:: What needs to be done ::
Please output the entries below from the line that contains "Mark a dot on each instance of the wall" through the final line, reproduced exactly and alone.

:: Entries from a pointing dataset ::
● ● ● ● ● ● ●
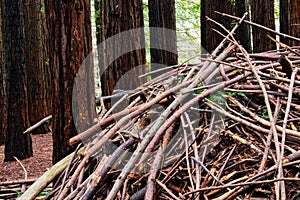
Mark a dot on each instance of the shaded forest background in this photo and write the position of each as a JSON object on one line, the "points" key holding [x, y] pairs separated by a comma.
{"points": [[44, 43]]}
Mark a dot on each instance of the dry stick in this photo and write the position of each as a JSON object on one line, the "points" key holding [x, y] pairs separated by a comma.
{"points": [[156, 165], [261, 120], [68, 168], [202, 74], [286, 47], [207, 66], [196, 153], [226, 161], [269, 140], [187, 153], [214, 177], [240, 184], [254, 70], [158, 124], [25, 173], [283, 137], [47, 178], [16, 182], [259, 26], [98, 176], [167, 190]]}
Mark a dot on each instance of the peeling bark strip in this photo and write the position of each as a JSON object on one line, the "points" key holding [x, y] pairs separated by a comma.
{"points": [[70, 43]]}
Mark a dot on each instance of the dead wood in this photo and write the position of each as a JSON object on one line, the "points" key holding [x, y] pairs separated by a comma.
{"points": [[225, 128]]}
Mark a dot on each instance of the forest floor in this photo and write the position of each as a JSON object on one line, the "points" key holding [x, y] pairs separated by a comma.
{"points": [[35, 166]]}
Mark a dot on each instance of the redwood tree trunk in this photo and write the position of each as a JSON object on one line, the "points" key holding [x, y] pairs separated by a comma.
{"points": [[209, 38], [295, 20], [285, 20], [262, 12], [243, 32], [162, 15], [17, 144], [116, 17], [70, 42], [3, 103], [39, 88]]}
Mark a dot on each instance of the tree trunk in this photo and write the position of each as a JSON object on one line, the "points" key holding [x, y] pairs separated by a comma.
{"points": [[17, 144], [243, 32], [124, 52], [163, 41], [262, 12], [284, 20], [295, 20], [70, 42], [209, 38], [3, 103], [39, 90]]}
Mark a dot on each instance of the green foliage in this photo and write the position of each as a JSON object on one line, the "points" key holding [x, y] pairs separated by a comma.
{"points": [[187, 25], [188, 28]]}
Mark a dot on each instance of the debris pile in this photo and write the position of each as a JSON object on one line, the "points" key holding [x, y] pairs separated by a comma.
{"points": [[225, 128]]}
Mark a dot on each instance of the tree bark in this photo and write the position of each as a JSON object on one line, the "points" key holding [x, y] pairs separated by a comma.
{"points": [[163, 42], [114, 59], [3, 100], [209, 38], [262, 12], [39, 88], [17, 144], [69, 44], [295, 20], [284, 20]]}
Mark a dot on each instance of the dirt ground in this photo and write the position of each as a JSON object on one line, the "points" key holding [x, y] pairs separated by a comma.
{"points": [[35, 166]]}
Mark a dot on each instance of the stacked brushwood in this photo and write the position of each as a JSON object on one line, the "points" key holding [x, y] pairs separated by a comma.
{"points": [[226, 128]]}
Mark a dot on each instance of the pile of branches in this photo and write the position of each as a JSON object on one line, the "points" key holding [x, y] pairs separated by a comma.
{"points": [[225, 128]]}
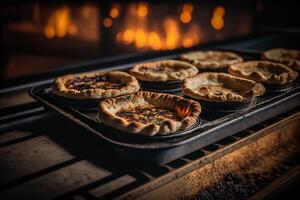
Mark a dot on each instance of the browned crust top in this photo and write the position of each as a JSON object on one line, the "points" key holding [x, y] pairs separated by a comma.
{"points": [[288, 57], [221, 87], [164, 70], [264, 72], [211, 59], [109, 108], [125, 84]]}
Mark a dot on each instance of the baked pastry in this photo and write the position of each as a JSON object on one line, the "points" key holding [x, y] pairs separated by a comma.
{"points": [[221, 87], [164, 70], [149, 113], [211, 59], [95, 85], [288, 57], [264, 72]]}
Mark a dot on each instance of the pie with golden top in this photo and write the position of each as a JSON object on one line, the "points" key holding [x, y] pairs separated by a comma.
{"points": [[264, 72], [211, 59], [98, 85], [221, 87], [288, 57], [149, 113], [164, 70]]}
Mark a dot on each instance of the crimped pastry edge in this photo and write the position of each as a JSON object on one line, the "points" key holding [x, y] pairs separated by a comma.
{"points": [[211, 64], [59, 88], [189, 70], [169, 126]]}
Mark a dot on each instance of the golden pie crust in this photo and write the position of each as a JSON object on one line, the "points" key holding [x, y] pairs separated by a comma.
{"points": [[98, 85], [149, 113], [264, 72], [211, 59], [288, 57], [164, 70], [221, 87]]}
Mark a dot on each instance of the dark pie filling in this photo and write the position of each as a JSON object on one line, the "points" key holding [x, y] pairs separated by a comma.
{"points": [[95, 82], [148, 115], [157, 69]]}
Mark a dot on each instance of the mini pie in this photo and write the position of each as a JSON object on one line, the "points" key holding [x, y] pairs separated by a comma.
{"points": [[288, 57], [164, 70], [221, 87], [264, 72], [149, 113], [95, 85], [211, 59]]}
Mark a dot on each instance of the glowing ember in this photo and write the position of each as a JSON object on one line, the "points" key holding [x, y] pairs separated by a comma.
{"points": [[217, 21], [107, 22], [185, 17], [156, 35], [114, 12], [142, 10]]}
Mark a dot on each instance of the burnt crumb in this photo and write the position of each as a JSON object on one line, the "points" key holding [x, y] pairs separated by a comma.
{"points": [[239, 186]]}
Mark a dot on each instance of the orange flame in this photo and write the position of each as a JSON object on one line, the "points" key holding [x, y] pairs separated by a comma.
{"points": [[60, 24], [217, 21], [183, 111]]}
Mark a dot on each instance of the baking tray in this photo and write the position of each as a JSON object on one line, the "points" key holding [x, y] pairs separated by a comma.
{"points": [[210, 127]]}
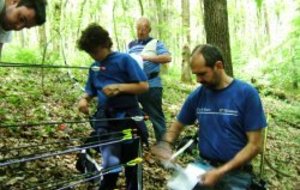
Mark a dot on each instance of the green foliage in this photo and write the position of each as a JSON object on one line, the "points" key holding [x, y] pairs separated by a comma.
{"points": [[17, 54]]}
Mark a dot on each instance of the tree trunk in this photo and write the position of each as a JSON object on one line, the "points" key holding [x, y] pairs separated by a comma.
{"points": [[217, 30], [42, 36], [115, 26], [185, 66]]}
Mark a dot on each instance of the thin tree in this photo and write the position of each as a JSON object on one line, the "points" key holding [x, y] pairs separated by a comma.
{"points": [[186, 70]]}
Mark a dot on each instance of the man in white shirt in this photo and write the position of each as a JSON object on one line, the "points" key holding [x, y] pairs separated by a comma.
{"points": [[19, 14]]}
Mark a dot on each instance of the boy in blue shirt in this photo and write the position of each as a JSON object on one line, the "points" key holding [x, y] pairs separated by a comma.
{"points": [[231, 120], [115, 83]]}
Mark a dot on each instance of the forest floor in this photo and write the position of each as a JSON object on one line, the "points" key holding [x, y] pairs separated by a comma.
{"points": [[27, 97]]}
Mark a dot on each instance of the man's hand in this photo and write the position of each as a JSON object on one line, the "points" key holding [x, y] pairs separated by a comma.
{"points": [[162, 151], [111, 90], [83, 106], [210, 178]]}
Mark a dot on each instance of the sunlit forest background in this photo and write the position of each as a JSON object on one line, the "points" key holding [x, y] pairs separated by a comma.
{"points": [[265, 51]]}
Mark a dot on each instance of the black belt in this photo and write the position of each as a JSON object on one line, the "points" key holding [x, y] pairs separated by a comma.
{"points": [[216, 163], [153, 75]]}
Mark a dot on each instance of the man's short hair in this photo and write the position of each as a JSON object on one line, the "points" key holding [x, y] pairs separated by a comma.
{"points": [[39, 6], [211, 54], [92, 37]]}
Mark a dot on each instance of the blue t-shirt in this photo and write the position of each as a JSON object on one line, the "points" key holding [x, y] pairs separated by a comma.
{"points": [[224, 117], [150, 68], [115, 68]]}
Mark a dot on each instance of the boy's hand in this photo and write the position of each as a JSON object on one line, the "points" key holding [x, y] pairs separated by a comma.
{"points": [[162, 151], [111, 90]]}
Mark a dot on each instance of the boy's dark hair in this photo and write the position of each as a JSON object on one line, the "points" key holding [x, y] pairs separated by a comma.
{"points": [[92, 37], [211, 54], [39, 6]]}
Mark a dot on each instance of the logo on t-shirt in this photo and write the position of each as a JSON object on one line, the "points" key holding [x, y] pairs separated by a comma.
{"points": [[221, 111]]}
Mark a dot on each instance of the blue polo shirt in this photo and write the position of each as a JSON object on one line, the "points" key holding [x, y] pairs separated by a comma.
{"points": [[137, 46], [224, 117], [115, 68]]}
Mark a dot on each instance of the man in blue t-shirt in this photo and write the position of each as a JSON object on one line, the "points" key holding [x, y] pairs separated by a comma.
{"points": [[153, 54], [115, 79], [231, 120]]}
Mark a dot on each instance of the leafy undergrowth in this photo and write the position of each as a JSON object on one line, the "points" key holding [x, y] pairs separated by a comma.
{"points": [[26, 98]]}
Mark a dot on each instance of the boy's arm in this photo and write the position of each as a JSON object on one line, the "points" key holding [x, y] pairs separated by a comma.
{"points": [[126, 88], [83, 104]]}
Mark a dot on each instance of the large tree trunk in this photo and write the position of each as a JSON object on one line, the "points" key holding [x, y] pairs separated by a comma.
{"points": [[217, 31], [186, 69]]}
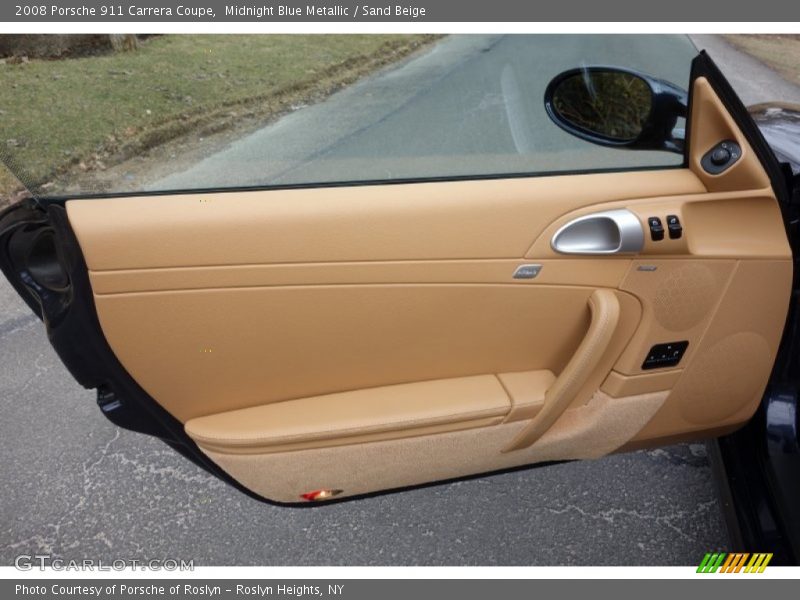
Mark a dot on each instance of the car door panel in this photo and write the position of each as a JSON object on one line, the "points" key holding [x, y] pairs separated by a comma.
{"points": [[353, 339]]}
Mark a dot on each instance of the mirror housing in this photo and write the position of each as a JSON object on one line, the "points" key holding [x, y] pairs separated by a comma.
{"points": [[649, 126]]}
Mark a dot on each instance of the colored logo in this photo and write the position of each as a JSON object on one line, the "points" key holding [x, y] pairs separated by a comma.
{"points": [[736, 562]]}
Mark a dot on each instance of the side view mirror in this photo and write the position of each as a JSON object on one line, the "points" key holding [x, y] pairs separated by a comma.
{"points": [[618, 107]]}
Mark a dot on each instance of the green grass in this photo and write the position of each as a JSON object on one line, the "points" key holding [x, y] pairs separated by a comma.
{"points": [[89, 112]]}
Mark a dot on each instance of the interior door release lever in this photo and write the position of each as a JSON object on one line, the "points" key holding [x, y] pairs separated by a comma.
{"points": [[609, 232], [604, 307]]}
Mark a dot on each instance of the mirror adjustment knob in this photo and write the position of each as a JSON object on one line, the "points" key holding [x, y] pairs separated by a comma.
{"points": [[720, 156]]}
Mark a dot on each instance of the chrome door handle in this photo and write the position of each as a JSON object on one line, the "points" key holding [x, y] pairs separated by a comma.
{"points": [[608, 232]]}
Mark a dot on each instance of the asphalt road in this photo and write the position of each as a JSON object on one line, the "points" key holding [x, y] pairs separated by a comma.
{"points": [[77, 487], [469, 105]]}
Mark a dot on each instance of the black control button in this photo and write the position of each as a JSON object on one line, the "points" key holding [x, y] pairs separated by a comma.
{"points": [[674, 227], [720, 156], [665, 355], [656, 228]]}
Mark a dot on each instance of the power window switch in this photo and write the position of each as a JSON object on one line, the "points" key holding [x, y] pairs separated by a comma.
{"points": [[656, 229], [674, 227]]}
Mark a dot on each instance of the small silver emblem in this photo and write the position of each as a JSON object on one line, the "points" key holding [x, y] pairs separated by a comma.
{"points": [[527, 271]]}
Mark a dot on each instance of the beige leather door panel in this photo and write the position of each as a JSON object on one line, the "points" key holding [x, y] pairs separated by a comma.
{"points": [[364, 338]]}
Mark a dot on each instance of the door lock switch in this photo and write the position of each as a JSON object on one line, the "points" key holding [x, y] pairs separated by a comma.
{"points": [[721, 157], [656, 229], [674, 227], [665, 355]]}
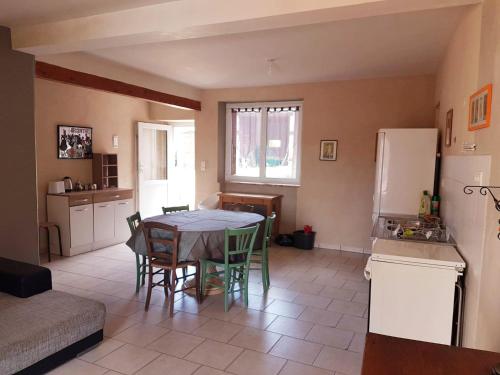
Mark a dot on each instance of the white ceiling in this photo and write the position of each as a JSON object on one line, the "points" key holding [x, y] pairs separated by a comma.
{"points": [[29, 12], [391, 45]]}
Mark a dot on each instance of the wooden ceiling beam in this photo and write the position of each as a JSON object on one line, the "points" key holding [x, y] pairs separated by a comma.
{"points": [[59, 74]]}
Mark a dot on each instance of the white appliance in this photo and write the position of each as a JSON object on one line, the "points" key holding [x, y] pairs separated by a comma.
{"points": [[412, 292], [406, 163], [56, 187]]}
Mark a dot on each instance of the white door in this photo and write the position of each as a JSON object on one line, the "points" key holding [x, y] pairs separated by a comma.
{"points": [[123, 209], [155, 156], [104, 221], [181, 182], [82, 225]]}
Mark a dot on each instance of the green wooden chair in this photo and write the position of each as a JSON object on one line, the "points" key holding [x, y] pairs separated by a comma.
{"points": [[261, 256], [170, 210], [238, 246], [140, 260]]}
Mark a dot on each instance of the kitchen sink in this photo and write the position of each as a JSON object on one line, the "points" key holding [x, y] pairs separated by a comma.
{"points": [[424, 229]]}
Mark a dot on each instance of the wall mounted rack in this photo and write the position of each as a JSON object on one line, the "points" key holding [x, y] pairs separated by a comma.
{"points": [[485, 190]]}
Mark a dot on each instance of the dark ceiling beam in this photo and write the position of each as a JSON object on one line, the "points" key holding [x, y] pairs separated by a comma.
{"points": [[59, 74]]}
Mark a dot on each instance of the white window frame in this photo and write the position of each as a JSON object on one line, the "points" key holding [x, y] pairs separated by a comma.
{"points": [[262, 179]]}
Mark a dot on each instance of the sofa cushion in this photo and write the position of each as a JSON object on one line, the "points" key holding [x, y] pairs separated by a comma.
{"points": [[23, 279], [34, 328]]}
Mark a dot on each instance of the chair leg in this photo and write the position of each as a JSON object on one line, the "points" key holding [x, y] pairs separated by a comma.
{"points": [[226, 289], [197, 282], [245, 284], [166, 275], [233, 279], [143, 269], [48, 243], [138, 269], [265, 270], [150, 287], [203, 278], [173, 281], [59, 238]]}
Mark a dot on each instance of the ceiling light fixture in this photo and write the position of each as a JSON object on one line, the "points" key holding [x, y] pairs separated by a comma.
{"points": [[271, 63]]}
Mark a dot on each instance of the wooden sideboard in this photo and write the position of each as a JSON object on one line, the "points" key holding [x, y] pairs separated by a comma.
{"points": [[90, 220], [272, 203]]}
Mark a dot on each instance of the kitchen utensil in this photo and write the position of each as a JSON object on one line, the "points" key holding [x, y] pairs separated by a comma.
{"points": [[68, 184]]}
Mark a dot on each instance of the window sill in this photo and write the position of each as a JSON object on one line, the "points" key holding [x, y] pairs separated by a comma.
{"points": [[262, 183]]}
● ● ● ● ● ● ●
:: Solution ::
Mark a dot on each instance of the wall mounted rack in this photo and write the position of each as a JSON object on one line, the "points" key holding [x, y] pairs separated by a comma.
{"points": [[485, 190]]}
Mark a dot on each instance of the dark ceiling beam in this photo and write the position of each as a JSON object on one line, the "points" key holding [x, y] pairs separated by a comma.
{"points": [[59, 74]]}
Mark a dot on each instance of the white window frame in this photo and write the position of each as a JSON object on one line, the "points" key holding [x, y] pairs separated by a comma.
{"points": [[262, 179]]}
Mark a dot on each instance of the sofa cushion in this photo and write the position of each as a JSON object on one line, the "points" key holding [x, y] pairs separated by a comma.
{"points": [[23, 279], [34, 328]]}
Mark a dot on each instance of the chair leg in this photo and write the position of each as a JSON object on one line, the "points" key holding [x, y] pairs separated by a comma.
{"points": [[226, 289], [197, 282], [245, 284], [166, 275], [233, 279], [143, 269], [48, 243], [138, 269], [265, 270], [150, 287], [203, 278], [173, 281], [59, 238]]}
Mark a dot on each instance of the ceiling light fixture in this photo and write the position of each as a JSON object on one line, the "points" key holding [x, y] pairs separated by a comma.
{"points": [[271, 63]]}
Mark a dot on each instance of the wooden sideboard in this photo and write the position of each as a JSON object on one line, the "points" key holding [x, y] pairs separated by a comma.
{"points": [[90, 220], [272, 203]]}
Mark a dot on each instance of the kitchen utensil in this photo and write the position of each as a JSON object on one line, the "points" key holding [x, y] pairs separated by a comma.
{"points": [[68, 184]]}
Mark a dot on each instance of the window sill in this photo and write the position of each as a JSON object on one line, the "points" key holding [x, y] pairs separated by a comma.
{"points": [[262, 183]]}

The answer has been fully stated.